What to work on: The records that follow are to be transcribed in full, leaving out each picture.

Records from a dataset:
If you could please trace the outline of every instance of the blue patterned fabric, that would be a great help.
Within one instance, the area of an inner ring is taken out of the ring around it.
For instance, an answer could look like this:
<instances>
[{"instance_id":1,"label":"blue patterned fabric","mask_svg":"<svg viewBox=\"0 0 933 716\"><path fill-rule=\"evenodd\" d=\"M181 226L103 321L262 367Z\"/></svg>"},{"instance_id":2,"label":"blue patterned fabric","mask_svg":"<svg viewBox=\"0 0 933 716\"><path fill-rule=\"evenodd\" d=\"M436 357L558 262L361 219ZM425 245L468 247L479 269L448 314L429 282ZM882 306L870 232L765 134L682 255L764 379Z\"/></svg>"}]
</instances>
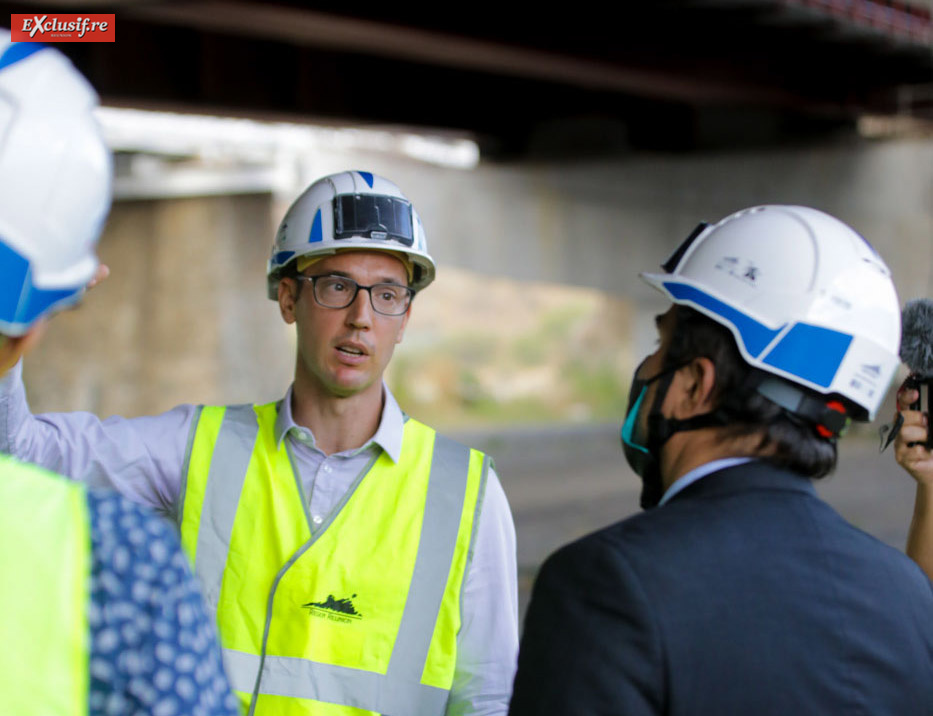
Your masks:
<instances>
[{"instance_id":1,"label":"blue patterned fabric","mask_svg":"<svg viewBox=\"0 0 933 716\"><path fill-rule=\"evenodd\" d=\"M234 716L213 624L171 525L89 491L92 716Z\"/></svg>"}]
</instances>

Result below:
If you could please trace the outline of every instance of the blue patterned fabric, that would be a great help.
Within one instance, the area of an inner ring is taken out of the ring around it.
For instance, an answer could look like this:
<instances>
[{"instance_id":1,"label":"blue patterned fabric","mask_svg":"<svg viewBox=\"0 0 933 716\"><path fill-rule=\"evenodd\" d=\"M181 226L103 321L262 367Z\"/></svg>"},{"instance_id":2,"label":"blue patterned fabric","mask_svg":"<svg viewBox=\"0 0 933 716\"><path fill-rule=\"evenodd\" d=\"M436 357L558 262L361 219ZM425 245L468 247L479 269L448 314L429 282ZM882 306L870 232L765 134L682 255L764 379Z\"/></svg>"}]
</instances>
Your masks:
<instances>
[{"instance_id":1,"label":"blue patterned fabric","mask_svg":"<svg viewBox=\"0 0 933 716\"><path fill-rule=\"evenodd\" d=\"M234 716L213 624L171 525L89 491L92 716Z\"/></svg>"}]
</instances>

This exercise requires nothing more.